Written instruction
Update the data from the start up to and including the line with "[156,0,200,73]", changing "harbour water" to "harbor water" and leaving everything else as it is.

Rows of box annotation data
--- Start ---

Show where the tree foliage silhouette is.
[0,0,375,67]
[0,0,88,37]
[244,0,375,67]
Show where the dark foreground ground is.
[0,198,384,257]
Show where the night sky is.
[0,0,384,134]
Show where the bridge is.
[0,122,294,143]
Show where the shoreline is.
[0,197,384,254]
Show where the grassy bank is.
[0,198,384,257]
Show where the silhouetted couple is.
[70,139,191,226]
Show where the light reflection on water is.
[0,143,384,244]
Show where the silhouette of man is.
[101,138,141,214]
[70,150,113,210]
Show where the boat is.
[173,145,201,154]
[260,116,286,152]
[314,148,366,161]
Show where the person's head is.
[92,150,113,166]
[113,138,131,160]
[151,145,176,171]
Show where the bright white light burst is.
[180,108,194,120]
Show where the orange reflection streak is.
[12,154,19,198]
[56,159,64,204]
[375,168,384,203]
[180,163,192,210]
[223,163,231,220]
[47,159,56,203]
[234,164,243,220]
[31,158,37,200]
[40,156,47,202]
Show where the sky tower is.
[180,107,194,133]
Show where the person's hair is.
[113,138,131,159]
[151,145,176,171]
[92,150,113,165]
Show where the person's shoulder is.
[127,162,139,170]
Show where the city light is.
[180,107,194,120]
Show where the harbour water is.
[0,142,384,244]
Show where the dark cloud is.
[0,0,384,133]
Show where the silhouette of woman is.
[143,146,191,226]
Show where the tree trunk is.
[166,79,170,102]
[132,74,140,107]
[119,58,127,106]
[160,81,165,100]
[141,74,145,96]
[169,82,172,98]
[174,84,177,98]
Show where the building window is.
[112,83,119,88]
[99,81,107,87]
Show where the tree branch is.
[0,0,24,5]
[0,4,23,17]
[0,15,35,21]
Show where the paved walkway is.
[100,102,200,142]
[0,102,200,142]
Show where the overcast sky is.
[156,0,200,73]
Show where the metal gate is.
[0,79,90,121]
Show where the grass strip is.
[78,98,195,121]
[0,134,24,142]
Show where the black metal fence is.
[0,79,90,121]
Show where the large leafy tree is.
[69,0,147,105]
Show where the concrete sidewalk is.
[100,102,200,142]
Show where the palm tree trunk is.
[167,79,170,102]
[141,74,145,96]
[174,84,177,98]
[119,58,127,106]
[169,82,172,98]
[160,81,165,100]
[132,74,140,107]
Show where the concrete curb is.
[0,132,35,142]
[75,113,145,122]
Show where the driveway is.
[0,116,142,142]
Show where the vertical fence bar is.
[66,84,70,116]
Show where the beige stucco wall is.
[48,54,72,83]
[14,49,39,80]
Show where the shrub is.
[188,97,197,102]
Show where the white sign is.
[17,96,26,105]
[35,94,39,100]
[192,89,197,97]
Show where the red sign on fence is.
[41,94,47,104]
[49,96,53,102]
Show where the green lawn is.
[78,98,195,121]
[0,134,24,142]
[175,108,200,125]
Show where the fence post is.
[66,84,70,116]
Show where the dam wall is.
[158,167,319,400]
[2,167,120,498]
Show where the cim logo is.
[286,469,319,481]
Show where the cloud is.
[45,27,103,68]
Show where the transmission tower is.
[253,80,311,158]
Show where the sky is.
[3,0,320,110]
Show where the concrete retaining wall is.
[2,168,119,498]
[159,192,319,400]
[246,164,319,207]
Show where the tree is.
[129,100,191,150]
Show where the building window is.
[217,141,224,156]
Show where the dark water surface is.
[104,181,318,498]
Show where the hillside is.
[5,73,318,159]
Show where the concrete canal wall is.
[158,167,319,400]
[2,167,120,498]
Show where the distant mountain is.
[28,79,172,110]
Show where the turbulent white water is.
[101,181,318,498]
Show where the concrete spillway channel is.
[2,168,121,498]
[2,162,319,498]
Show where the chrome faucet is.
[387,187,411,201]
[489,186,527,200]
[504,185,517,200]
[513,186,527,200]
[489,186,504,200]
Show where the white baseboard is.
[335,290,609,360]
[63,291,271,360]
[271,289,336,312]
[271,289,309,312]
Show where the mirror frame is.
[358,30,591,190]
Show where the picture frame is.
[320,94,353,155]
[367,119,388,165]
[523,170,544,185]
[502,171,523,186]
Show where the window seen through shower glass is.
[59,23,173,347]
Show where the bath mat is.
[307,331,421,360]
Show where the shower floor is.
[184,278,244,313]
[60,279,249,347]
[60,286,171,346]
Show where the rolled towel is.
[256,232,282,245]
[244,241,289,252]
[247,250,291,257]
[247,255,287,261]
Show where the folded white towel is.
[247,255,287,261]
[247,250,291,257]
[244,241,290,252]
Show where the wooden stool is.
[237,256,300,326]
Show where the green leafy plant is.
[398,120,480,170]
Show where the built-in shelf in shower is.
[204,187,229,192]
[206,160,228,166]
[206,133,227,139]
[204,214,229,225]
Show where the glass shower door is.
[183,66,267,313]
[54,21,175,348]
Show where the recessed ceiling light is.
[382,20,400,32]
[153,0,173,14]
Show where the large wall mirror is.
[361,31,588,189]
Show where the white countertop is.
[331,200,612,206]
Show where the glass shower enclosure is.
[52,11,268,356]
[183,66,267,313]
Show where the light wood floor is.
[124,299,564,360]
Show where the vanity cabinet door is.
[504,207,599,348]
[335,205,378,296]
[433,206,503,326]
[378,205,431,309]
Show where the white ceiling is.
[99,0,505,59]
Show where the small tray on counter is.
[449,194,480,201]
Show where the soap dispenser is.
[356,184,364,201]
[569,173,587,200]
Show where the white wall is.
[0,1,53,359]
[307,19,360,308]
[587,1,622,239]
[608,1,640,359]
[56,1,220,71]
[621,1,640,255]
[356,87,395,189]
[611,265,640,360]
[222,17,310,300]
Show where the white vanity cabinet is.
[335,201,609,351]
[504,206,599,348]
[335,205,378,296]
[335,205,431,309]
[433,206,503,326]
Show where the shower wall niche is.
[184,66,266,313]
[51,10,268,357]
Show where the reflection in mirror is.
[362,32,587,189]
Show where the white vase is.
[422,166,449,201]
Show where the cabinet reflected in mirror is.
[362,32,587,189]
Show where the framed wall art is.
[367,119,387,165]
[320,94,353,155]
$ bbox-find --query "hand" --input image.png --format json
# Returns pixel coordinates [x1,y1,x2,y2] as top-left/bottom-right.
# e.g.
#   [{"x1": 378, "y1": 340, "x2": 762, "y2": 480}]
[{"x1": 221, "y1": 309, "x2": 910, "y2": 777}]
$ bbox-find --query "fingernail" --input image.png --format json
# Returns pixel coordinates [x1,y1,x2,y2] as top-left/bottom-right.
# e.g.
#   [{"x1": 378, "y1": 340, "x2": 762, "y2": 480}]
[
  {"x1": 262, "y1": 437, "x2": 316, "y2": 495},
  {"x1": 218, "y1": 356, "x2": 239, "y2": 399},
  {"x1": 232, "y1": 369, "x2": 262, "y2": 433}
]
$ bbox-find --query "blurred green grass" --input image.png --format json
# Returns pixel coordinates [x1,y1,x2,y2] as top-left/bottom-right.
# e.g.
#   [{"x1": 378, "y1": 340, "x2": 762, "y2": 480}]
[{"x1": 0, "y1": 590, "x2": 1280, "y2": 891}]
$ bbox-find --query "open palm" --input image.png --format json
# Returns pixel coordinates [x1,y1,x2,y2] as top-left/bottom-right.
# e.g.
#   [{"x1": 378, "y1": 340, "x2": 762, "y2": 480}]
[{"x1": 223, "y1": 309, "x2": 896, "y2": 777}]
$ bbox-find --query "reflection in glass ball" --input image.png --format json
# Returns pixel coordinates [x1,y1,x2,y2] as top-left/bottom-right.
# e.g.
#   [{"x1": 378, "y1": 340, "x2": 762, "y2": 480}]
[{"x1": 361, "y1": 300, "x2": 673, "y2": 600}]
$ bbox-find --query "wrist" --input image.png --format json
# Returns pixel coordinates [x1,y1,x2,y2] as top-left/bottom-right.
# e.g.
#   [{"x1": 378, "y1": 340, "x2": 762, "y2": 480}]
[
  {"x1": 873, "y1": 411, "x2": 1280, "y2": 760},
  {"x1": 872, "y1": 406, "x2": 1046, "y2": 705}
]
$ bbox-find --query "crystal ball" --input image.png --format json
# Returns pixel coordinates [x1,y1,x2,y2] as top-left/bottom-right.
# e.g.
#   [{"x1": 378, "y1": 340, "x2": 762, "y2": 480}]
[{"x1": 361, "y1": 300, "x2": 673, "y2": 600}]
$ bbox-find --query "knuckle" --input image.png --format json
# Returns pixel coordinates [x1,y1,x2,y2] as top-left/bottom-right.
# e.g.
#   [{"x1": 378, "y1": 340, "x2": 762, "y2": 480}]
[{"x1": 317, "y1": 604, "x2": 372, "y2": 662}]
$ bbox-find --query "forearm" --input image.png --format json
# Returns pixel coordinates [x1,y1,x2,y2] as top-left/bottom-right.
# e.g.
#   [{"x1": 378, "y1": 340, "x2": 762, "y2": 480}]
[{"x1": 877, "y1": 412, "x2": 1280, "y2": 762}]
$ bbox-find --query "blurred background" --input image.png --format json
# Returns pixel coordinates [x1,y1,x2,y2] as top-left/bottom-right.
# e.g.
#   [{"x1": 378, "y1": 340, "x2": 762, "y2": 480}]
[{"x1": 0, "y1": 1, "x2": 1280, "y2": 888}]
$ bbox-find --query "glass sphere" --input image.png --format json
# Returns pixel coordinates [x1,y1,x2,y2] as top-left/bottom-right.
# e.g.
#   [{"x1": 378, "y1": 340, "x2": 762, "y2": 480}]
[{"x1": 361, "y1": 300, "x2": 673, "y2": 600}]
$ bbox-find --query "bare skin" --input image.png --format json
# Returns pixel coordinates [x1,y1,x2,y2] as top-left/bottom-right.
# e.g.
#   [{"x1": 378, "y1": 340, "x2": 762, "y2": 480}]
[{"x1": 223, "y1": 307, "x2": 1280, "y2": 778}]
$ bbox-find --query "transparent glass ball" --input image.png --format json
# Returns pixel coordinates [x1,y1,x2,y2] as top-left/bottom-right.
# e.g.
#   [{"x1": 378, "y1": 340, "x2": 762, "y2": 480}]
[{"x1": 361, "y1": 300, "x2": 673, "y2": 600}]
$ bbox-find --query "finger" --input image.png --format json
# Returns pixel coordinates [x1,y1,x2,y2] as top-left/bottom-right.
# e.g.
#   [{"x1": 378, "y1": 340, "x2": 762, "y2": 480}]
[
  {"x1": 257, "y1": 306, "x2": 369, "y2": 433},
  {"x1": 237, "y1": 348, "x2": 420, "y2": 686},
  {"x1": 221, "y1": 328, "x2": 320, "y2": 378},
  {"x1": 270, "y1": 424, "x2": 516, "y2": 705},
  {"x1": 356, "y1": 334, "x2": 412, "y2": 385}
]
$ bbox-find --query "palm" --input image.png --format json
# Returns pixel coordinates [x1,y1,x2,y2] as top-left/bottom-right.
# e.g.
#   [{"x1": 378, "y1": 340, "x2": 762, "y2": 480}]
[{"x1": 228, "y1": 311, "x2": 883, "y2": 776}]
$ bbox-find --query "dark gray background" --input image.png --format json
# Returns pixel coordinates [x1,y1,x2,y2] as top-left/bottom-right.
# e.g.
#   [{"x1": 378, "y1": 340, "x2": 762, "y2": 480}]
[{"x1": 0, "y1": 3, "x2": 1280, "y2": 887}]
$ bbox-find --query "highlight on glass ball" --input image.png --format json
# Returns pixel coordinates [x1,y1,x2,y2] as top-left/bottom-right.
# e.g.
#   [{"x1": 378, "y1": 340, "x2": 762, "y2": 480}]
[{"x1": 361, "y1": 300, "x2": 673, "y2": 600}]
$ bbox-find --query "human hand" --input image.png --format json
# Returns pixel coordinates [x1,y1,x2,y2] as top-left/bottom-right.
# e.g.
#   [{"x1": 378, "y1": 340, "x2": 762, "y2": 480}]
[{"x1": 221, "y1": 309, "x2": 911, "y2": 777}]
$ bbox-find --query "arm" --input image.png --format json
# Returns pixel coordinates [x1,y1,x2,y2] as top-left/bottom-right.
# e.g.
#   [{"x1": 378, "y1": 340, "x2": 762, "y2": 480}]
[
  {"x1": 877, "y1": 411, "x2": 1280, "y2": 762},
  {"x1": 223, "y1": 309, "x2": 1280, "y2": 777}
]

--- End ---

In response
Show where the tree foliage silhouette is.
[0,0,375,67]
[0,0,88,37]
[244,0,375,67]
Show where the dark foreground ground is.
[0,198,384,257]
Show where the night sky is.
[0,0,384,134]
Show where the bridge is.
[0,122,294,143]
Show where the shoreline is.
[0,197,384,254]
Show where the grassy bank is.
[0,198,384,257]
Show where the silhouetted couple is.
[70,139,191,226]
Show where the light reflection on water is.
[0,143,384,244]
Show where the silhouette of man is.
[101,138,141,214]
[70,150,113,210]
Show where the boat is.
[173,145,201,154]
[260,116,286,152]
[314,148,366,161]
Show where the person's head is.
[92,150,113,166]
[113,138,131,160]
[151,145,176,171]
Show where the bright white light burst is.
[180,108,194,120]
Show where the orange reflection streak is.
[12,154,19,198]
[56,159,64,204]
[375,168,384,203]
[180,163,192,210]
[223,163,231,220]
[47,159,56,203]
[234,164,243,220]
[31,158,37,200]
[40,156,47,202]
Show where the sky tower is.
[180,107,194,133]
Show where the person's hair is.
[113,138,131,159]
[151,145,176,171]
[92,150,113,165]
Show where the person's shoulder is.
[127,162,139,170]
Show where the city light is.
[180,107,194,120]
Show where the harbor water is.
[0,142,384,244]
Show where the dark cloud is.
[0,0,384,133]
Show where the silhouette of woman is.
[143,146,191,226]
Show where the tree trunk is.
[166,79,170,102]
[132,74,140,107]
[119,58,127,106]
[160,81,165,100]
[141,74,145,96]
[169,82,172,98]
[174,84,177,98]
Show where the building window is.
[112,83,119,88]
[99,81,107,87]
Show where the tree branch is.
[0,0,24,5]
[0,4,23,17]
[0,15,35,21]
Show where the paved walkway is.
[100,102,200,142]
[0,102,200,142]
Show where the overcast sky is.
[156,0,200,73]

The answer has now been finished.